_Given request 1_
Select every line of the records that contains the string "elbow" and copy each one out. Case counts.

_Source document_
This happens with all characters beginning with \xe9: In UTF-8, that's 0x9000-0x9fff. If the terminal encoding is changed to cp1252, I'm told that the same thing can be achieved with é, which is \xe9 there.
msg141435 - (view) Author: Petri Lehtinen (petri.lehtinen) * (Python committer) Date: 2011-07-30 10:41
You're binding the M-i keyboard sequence. Could it be that the \xe9 byte is translated by the terminal to M-i, and that causes the interference? In this case, it's not really a bug.
msg175836 - (view) Author: Éric Araujo (eric.araujo) * (Python committer) Date: 2012-11-18 00:15
Original bug report:
msg175837 - (view) Author: STINNER Victor (vstinner) * (Python committer) Date: 2012-11-18 00:26
I confirm that the issue exists, but I don't think that it comes from Python. I bet that the readline library uses *byte* string, not *character* string, and so is unable to handle correctly multibyte characters like the chinese character U+9000.

_Records shown_

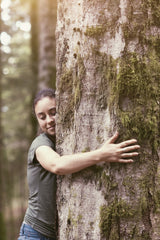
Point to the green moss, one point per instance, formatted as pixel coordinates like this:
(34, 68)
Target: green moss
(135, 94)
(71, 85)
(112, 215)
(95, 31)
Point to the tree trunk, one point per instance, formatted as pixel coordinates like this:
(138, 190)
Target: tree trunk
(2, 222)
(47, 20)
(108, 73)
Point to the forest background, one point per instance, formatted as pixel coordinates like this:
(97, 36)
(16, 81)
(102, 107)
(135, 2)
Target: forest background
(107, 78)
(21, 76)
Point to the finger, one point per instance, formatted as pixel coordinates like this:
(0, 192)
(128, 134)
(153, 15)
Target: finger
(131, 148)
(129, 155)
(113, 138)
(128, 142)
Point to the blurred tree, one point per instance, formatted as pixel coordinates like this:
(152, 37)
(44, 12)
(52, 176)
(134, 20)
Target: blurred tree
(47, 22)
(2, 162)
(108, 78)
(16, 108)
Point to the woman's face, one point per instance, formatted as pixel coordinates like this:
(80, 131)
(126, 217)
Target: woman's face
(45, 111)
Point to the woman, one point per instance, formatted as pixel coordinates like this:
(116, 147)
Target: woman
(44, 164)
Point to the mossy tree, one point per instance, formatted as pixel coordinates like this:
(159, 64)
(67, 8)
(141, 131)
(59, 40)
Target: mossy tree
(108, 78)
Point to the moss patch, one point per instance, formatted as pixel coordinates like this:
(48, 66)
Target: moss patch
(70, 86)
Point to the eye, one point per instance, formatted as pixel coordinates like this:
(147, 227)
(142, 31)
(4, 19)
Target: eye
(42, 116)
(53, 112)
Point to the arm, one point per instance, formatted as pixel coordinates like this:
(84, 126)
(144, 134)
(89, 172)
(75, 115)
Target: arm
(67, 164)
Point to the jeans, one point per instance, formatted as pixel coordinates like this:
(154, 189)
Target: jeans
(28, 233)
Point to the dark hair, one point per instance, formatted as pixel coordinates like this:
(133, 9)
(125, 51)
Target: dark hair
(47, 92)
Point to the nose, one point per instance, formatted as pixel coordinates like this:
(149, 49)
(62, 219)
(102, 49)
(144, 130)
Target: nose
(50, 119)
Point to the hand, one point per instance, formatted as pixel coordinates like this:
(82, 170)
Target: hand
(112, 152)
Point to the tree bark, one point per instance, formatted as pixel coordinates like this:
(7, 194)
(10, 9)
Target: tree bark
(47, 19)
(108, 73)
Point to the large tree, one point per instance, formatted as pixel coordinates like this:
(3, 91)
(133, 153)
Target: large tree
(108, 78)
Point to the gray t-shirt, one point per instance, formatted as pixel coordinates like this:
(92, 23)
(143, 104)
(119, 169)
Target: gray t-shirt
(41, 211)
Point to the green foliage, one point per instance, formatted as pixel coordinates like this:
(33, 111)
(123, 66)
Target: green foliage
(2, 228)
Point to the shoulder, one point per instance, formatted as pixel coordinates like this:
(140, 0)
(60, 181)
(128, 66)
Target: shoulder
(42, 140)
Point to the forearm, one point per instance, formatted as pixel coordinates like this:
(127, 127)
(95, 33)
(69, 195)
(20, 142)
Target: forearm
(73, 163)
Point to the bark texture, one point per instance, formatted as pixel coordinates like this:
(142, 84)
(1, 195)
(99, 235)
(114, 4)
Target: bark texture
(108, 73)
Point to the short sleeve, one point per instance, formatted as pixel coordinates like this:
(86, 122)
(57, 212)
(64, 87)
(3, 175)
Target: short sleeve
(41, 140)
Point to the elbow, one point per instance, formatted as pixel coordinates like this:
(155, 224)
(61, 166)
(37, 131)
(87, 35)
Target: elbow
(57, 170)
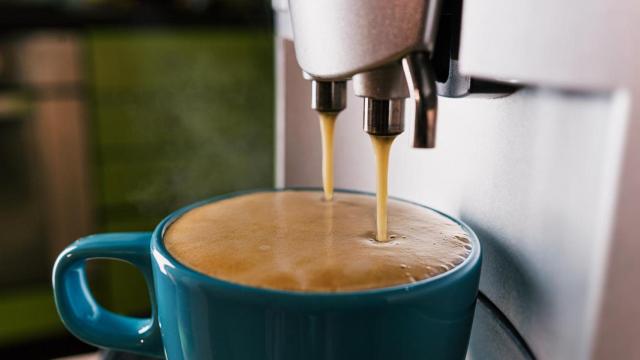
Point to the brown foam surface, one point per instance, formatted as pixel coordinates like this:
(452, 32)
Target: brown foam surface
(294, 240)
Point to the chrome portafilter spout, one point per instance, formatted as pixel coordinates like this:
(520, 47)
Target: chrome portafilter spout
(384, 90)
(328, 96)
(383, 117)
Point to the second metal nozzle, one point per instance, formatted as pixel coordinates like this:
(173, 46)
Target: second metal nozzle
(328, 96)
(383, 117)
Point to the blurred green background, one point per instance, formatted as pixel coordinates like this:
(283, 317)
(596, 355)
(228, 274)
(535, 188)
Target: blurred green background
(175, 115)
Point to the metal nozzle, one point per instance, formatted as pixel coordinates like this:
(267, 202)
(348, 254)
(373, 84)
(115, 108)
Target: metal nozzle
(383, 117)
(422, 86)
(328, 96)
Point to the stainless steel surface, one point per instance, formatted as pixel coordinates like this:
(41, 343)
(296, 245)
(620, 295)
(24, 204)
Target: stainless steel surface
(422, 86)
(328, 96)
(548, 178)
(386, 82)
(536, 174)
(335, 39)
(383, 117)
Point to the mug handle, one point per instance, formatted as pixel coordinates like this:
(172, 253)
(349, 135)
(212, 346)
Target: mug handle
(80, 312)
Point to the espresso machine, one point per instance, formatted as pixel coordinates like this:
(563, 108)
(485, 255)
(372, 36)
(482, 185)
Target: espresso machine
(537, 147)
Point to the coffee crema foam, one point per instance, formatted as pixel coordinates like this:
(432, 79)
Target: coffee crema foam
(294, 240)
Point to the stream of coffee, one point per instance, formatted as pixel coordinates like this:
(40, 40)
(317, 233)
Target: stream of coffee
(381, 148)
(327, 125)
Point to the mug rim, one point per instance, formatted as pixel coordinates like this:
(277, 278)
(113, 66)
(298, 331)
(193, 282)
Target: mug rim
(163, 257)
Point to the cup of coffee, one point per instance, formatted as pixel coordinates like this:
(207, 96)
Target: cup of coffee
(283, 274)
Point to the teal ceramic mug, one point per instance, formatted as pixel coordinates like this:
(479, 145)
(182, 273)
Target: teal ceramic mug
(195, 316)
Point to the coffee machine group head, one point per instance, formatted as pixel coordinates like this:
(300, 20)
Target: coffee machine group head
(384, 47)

_Given request 2_
Finish out the next part of the thread about the \xe9 byte and readline key bindings, picking up after its last sentence.

_Written response 1_
Point to the elbow, one point per instance, formatted as pixel coordinates like this:
Target: elbow

_Written response 2_
msg175854 - (view) Author: Serhiy Storchaka (serhiy.storchaka) * (Python committer) Date: 2012-11-18 10:06
Yes, this is a readline issue.

Add '"\M-i":"    "' line to ~/.inputrc, run 'rlwrap cat' command, paste this multibyte character and you got the same result.

This is not a Python bug.
msg175954 - (view) Author: Thomas Kluyver (takluyver) * Date: 2012-11-19 10:45
OK, thanks, and sorry for the noise. I've closed this issue.

Looking at the readline manual, it looks like this is tied up with the options input-meta, output-meta and convert-meta. Fiddling around with .inputrc hasn't clarified exactly what they do, but it seems that the terminal can either handle unicode, or shortcuts involving meta (alt), but not both.